* RECORDS PROVIDED *
========================================================================
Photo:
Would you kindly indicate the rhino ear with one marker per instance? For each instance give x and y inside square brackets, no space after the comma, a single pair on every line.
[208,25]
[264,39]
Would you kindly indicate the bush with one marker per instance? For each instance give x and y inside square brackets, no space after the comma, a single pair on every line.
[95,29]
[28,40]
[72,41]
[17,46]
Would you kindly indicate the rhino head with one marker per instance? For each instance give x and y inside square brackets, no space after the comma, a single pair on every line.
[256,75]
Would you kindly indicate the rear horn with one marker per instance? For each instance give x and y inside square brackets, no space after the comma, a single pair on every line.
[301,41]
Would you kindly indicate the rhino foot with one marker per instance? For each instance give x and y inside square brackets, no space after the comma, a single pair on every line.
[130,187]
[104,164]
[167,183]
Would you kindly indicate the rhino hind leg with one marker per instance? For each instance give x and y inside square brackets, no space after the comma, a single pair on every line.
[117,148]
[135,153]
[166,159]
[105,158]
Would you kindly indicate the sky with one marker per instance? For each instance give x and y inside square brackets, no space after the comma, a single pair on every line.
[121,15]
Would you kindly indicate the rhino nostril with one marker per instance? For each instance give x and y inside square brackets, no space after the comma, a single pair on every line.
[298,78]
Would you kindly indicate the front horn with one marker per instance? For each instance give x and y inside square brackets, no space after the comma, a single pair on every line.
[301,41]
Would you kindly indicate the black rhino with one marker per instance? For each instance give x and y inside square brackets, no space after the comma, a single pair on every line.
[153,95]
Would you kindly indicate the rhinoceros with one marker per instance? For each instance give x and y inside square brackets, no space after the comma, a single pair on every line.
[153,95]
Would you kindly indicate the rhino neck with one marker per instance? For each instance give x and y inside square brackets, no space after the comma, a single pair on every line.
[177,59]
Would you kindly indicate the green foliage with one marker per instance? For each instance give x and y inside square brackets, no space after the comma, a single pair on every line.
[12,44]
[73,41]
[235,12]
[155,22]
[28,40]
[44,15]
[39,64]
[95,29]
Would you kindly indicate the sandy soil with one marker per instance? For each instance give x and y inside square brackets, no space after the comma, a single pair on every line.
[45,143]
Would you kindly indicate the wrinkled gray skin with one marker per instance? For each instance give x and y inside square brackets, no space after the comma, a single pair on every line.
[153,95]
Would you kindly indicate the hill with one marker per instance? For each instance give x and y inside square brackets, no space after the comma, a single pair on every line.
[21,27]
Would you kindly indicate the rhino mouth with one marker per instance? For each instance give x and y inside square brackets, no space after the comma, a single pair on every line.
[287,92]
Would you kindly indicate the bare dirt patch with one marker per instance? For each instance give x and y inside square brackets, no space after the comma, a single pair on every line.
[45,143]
========================================================================
* GIVEN TASK *
Reproduce verbatim the lines from the one containing "Would you kindly indicate the rhino mouth" through the final line, both included.

* COMPLETE RESPONSE *
Would you kindly indicate the rhino mouth with one marker per instance? For each instance give x and y inside square brackets, no space after the comma, a single pair on every line.
[287,92]
Would you kindly indicate the bare dirt patch with one marker per instance? For each instance give x and y inside square brackets, no space after the comma, a single pair on every line.
[45,143]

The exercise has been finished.